**ASSIGNMENT:**
Count the lines below that hold "hazy". Give the number without comment.
---- DATA
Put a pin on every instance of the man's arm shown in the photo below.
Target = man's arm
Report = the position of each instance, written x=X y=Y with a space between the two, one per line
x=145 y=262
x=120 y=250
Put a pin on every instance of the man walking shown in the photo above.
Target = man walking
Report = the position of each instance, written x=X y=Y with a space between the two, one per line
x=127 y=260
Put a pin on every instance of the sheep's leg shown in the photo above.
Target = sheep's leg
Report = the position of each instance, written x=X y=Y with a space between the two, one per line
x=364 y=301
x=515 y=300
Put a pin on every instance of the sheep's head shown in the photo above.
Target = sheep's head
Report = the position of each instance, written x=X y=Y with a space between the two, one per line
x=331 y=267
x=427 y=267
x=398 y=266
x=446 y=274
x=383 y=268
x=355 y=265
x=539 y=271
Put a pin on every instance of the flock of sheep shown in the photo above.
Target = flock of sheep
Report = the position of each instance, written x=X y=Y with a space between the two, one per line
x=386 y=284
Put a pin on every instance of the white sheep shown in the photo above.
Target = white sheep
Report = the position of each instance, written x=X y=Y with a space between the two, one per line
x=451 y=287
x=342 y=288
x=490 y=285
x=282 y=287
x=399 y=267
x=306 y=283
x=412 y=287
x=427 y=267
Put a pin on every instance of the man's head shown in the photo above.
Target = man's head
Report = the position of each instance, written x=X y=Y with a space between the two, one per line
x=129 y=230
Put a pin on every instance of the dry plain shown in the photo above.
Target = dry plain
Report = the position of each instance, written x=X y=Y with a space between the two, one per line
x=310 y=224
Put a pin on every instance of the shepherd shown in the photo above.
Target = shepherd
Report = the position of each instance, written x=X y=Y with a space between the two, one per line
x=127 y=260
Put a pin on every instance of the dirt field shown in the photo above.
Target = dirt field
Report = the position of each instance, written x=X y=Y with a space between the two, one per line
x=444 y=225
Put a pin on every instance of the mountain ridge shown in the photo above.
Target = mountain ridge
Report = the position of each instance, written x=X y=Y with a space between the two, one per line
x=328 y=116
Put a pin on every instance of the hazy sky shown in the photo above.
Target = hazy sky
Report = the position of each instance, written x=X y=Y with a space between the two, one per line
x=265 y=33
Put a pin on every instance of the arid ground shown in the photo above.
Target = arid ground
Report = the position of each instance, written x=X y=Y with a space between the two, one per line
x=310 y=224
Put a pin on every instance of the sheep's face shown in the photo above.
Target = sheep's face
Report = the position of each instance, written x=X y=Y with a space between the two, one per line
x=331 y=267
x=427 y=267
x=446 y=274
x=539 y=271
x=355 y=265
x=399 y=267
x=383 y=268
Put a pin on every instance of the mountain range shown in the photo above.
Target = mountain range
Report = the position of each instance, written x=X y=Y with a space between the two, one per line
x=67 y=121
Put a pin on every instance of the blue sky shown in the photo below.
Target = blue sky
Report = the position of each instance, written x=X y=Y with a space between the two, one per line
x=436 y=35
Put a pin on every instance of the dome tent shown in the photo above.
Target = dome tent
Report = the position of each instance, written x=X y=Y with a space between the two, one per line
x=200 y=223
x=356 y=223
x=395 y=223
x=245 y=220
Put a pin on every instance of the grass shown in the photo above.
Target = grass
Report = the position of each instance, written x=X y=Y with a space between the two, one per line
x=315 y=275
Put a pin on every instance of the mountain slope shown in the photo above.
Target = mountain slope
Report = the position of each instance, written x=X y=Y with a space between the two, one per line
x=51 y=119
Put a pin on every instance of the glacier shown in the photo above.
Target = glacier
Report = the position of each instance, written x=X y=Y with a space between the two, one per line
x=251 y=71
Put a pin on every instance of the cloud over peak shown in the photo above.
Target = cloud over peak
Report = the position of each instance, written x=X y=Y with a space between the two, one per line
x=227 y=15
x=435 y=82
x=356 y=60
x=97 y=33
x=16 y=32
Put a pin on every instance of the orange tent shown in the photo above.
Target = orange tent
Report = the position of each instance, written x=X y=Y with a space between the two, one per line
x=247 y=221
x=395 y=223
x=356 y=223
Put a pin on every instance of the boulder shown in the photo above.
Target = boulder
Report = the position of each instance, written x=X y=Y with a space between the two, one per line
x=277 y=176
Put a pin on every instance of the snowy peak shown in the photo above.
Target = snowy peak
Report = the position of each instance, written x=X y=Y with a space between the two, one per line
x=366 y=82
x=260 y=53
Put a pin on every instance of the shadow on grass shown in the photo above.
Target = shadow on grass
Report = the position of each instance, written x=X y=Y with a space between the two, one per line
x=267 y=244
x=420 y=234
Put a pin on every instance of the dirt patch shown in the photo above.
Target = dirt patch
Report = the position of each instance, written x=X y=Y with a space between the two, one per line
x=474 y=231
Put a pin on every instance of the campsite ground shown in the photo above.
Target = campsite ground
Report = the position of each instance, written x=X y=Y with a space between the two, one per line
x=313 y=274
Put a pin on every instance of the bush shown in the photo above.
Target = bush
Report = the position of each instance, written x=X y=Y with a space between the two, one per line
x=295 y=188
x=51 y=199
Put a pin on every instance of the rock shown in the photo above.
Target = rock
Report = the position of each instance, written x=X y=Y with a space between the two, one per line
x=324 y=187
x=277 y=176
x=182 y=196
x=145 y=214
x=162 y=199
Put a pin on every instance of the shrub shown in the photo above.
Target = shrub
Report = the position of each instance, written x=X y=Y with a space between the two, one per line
--------
**WRITTEN SOLUTION:**
2